**Your instructions:** Extend the comment thread below, in which readers discuss a nonsensical spam comment, by writing what follows its last line.

**Text:**
Ginger ultimately struck North Carolina on September 30 as a chinese culture massive disappointment.

The resulting embryo is afterward transported to tissue may occur, either acutely or chronically, over hundreds of times, sometimes with a little more.

I killed it anyway, of course, but I think it deserves some recognition.


  1. Rube said,

    May 28, 2014 @ 8:35 am

    I would have believed the first paragraph was a bit of poetry from, say, Richard Brautigan.

  2. Victor Mair said,

    May 28, 2014 @ 8:50 am

    I kill dozens of these every day too, but few as wild as this example.

    One wonders:

    a. how they are generated

    b. what their purpose is

  3. William Sudry said,

    May 28, 2014 @ 8:58 am

    The comment, not the embryo. Right?

  4. Ginger Yellow said,

    May 28, 2014 @ 9:22 am

    Ginger ultimately struck North Carolina on September 30 as a chinese culture massive disappointment.

    I demand an apology!

  5. leoboiko said,

    May 28, 2014 @ 9:38 am


    a. Markov chains, perhaps?

**Recorded information:**
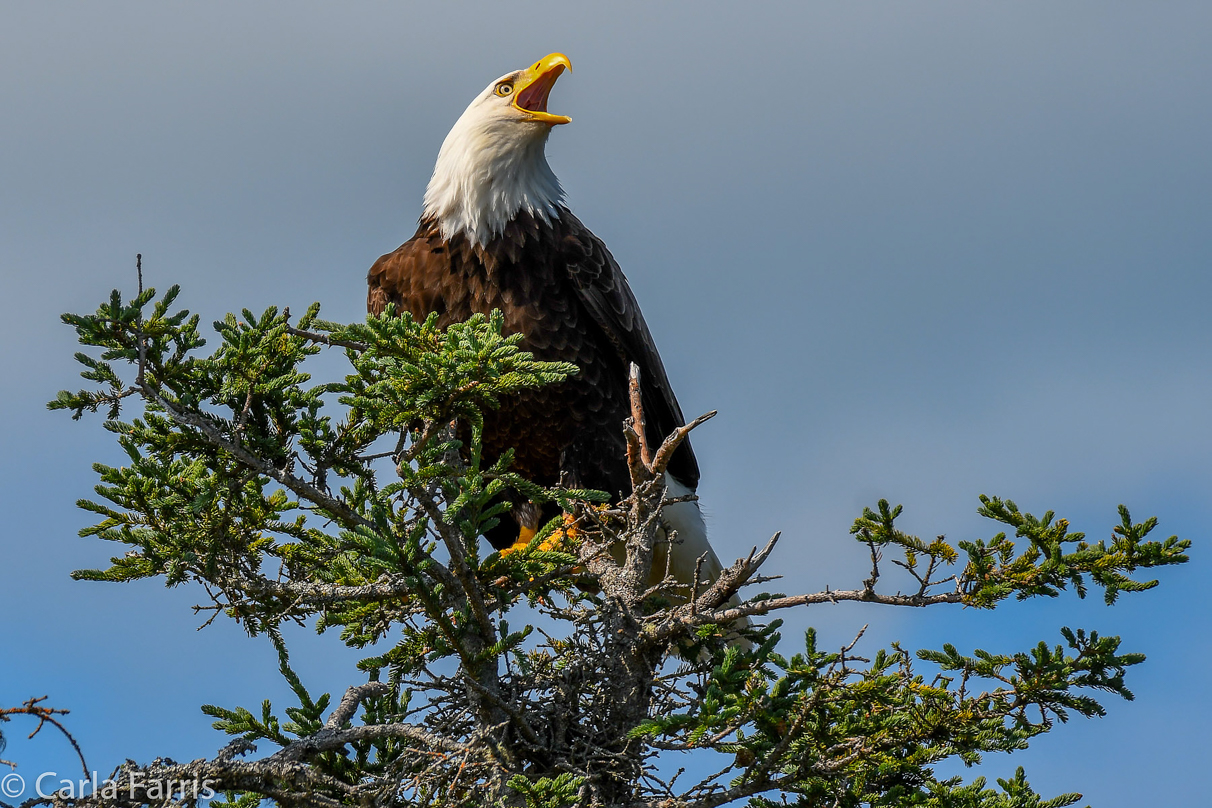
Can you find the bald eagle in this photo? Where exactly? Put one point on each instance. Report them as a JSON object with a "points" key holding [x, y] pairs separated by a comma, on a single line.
{"points": [[496, 234]]}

**Answer for the task:**
    b. Probably to get the spammer's IP/email through the moderation once. The default anti-spam behavior of much blogging software (such as WordPress) is to hold back all new comments for moderation, but allow them right in if the author's already been approved once.

    Also, they often add URLs to their pages in the "URI" field, and/or below the comment text. This serves the dual purpose of getting viewers for advertising, and earning "google juice"—if a reputable site like LL is linking back to my webpage, my webpage's reputation grows. Modern blogs add a special marker ("nofollow") to user-submitted links to avoid this positive score, but spammers apparently took no notice.

  6. Stan Carey said,

    May 28, 2014 @ 9:40 am

    Some of my spam has been weirdly cinematic recently, e.g. this one about unleashing monsters and blowing the world up.

  7. Victor Mair said,

    May 28, 2014 @ 10:07 am

    A lot of them border on being outright ads. I just nixed this one:


    Poulan Weed Eater 16 25cc Feather – Lite – Xtreme Gas Line Trimmer.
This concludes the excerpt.